### Instructions for the task
In the data below, which lines contain "white"? List them by copying each one.

__________________________________________________

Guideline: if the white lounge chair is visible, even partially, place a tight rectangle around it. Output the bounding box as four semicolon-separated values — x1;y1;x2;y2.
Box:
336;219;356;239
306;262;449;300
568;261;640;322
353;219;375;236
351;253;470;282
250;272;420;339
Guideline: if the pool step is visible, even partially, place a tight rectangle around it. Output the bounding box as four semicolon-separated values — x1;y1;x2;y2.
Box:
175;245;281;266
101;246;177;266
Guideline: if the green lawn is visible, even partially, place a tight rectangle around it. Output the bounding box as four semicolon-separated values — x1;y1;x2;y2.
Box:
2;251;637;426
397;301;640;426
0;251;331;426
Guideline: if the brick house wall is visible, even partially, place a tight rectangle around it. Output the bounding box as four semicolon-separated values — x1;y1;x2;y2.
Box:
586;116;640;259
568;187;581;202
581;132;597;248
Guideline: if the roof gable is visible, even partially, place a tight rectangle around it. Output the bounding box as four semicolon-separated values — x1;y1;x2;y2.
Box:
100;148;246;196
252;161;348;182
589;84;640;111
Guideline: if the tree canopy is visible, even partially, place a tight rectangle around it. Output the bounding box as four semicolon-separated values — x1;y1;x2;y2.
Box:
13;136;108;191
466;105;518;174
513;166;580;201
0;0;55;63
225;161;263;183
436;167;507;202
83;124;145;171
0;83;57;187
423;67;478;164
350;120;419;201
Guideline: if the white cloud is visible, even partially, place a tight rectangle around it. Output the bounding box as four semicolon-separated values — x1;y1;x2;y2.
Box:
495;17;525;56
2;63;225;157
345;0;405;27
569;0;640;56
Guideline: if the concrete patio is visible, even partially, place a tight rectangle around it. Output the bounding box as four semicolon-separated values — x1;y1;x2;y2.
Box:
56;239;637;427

__________________________________________________

### Answer below
Guideline: if the white lounge chair is visible, even partially, place a tight rectangle around it. Output the bounding box as four semicolon-separated values — x1;y1;x2;y2.
Guideline: if the white cloud is visible, even partially, place a tight rectangle around it. Output the bounding box as four semicolon-separated values — x1;y1;x2;y2.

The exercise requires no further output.